* _TO DO_
Please return every line of the records below that contains the word "annotate".

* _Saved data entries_
+===+
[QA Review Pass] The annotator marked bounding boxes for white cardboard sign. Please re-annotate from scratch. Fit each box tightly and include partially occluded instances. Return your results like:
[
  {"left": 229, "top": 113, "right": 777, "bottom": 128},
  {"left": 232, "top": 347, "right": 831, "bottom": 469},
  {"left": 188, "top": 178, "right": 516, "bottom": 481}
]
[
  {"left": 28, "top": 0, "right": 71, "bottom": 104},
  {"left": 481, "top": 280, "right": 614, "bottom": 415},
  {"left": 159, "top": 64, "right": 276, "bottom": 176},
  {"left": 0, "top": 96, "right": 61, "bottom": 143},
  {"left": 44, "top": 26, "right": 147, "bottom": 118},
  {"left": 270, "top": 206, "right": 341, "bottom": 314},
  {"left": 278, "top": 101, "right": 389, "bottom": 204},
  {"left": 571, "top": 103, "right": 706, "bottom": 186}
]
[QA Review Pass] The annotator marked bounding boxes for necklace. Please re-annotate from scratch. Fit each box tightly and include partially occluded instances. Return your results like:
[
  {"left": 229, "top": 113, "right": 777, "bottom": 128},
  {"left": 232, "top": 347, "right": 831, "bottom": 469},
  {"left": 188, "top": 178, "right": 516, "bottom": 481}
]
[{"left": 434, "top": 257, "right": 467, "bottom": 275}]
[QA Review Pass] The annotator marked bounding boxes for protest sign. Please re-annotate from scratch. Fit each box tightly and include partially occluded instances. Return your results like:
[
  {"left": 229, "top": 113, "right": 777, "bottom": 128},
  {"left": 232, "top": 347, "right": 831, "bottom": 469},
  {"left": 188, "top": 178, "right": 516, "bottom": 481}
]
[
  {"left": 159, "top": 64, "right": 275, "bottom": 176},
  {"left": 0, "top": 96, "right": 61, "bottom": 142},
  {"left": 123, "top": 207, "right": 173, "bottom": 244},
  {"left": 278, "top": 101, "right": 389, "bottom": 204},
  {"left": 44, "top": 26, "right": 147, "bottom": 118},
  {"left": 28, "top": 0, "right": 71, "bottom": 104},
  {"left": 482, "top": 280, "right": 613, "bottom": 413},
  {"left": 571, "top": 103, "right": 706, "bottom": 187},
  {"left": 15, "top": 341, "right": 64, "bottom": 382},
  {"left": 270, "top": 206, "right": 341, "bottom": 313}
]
+===+
* _EXERCISE OUTPUT_
[QA Review Pass] The annotator marked bounding boxes for white cardboard sign. Please re-annotate from scratch. Fit each box tightly and include partially occluded instances. Return your results like:
[QA Review Pass] The annotator marked bounding boxes for necklace. Please re-annotate from scratch. Fit each box tightly and include partially occluded instances. Return your results like:
[QA Review Pass] The annotator marked bounding boxes for protest sign. Please re-annotate from scratch. Fit each box tightly and include partially occluded instances. Return your results like:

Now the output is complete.